WHAT YOU HAVE TO DO - Every record below is to be restated word for word.

(Saved data entries)

※ ※ ※

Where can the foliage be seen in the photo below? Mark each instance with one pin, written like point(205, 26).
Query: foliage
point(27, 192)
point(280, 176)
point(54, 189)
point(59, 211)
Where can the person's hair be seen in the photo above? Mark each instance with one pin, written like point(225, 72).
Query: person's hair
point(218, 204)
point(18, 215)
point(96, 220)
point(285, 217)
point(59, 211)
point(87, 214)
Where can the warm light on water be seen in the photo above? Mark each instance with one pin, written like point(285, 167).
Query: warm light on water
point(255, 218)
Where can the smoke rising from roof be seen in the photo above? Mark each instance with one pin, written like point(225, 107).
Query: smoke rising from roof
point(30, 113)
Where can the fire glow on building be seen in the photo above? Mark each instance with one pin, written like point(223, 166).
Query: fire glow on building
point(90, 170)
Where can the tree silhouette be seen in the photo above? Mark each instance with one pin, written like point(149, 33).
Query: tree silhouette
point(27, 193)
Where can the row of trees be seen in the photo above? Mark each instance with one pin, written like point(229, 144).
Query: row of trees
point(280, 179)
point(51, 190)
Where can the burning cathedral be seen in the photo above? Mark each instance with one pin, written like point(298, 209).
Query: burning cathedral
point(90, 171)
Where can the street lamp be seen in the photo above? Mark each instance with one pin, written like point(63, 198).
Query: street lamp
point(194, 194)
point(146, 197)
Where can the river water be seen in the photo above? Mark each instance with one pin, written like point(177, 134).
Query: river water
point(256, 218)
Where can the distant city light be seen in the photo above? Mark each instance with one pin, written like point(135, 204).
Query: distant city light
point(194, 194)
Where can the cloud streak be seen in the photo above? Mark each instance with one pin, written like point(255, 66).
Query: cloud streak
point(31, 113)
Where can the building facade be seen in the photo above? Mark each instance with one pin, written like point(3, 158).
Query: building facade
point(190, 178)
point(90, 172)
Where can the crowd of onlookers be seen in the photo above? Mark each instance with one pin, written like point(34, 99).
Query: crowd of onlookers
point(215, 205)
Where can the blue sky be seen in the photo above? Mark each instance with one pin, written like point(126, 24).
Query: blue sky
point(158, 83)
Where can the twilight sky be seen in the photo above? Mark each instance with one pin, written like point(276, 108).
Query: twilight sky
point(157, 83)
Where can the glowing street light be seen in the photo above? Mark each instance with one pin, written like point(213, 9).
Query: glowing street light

※ ※ ※

SOLUTION TO THIS EXERCISE -
Where can the foliage be seen in the photo below? Mark each instance with one pin, written like point(205, 26).
Query: foliage
point(27, 192)
point(280, 176)
point(54, 189)
point(59, 211)
Where can the person's hair be seen in the photo above? Mark each instance with one pin, written like point(225, 72).
Query: person's hair
point(218, 204)
point(18, 215)
point(96, 220)
point(285, 217)
point(59, 211)
point(87, 214)
Where can the warm light on water be seen in the photo above? Mark each instance with one pin, written like point(285, 167).
Query: warm light on water
point(255, 218)
Where can the smoke rising from roof be seen in the photo above? Mark each instance with one pin, written like point(225, 107).
Query: smoke rising from roof
point(30, 113)
Where can the fire glow on building be seen in the photo above? Mark each instance with one pin, written like point(223, 166).
Query: fire glow on building
point(90, 170)
Where can the tree silhouette be seen in the photo above? Mark each instance with one pin, written like point(149, 33).
Query: tree silhouette
point(27, 193)
Where can the row of trees be seen in the photo above? Mark each instance with one pin, written like point(229, 144).
Query: row of trees
point(280, 179)
point(51, 190)
Where can the burning cathedral be seen in the photo above? Mark each instance with one pin, written like point(298, 209).
Query: burning cathedral
point(90, 171)
Where can the street lamp be seen in the photo above? Mark each instance with one pin, written like point(63, 198).
Query: street lamp
point(194, 194)
point(146, 197)
Where can the river water be seen in the photo above? Mark each instance with one pin, written like point(177, 134).
Query: river water
point(256, 218)
Where can the distant city light be seen in the photo above? Mark each instance with one pin, written like point(135, 204).
Query: distant city light
point(194, 194)
Where can the cloud streak be seen in the photo above? Mark each instance with one pin, written like point(255, 66).
Query: cloud streak
point(31, 113)
Where can the building facade be seen in the photo above? Mark each instance with one pin, written like point(3, 158).
Query: building facade
point(190, 178)
point(90, 172)
Where can the crowd of onlookers be seen in the photo above? Mark each instance with one pin, written like point(34, 99).
Query: crowd of onlookers
point(215, 205)
Where can the blue sky be seen in the photo above? Mark each instance with one pin, written like point(126, 24).
Query: blue sky
point(158, 83)
Where can the twilight sky be seen in the photo above? Mark each instance with one pin, written like point(276, 108).
Query: twilight sky
point(157, 83)
Where can the glowing street light be seen in the photo above? Mark each instance with one pin, written like point(213, 9).
Query: glowing street light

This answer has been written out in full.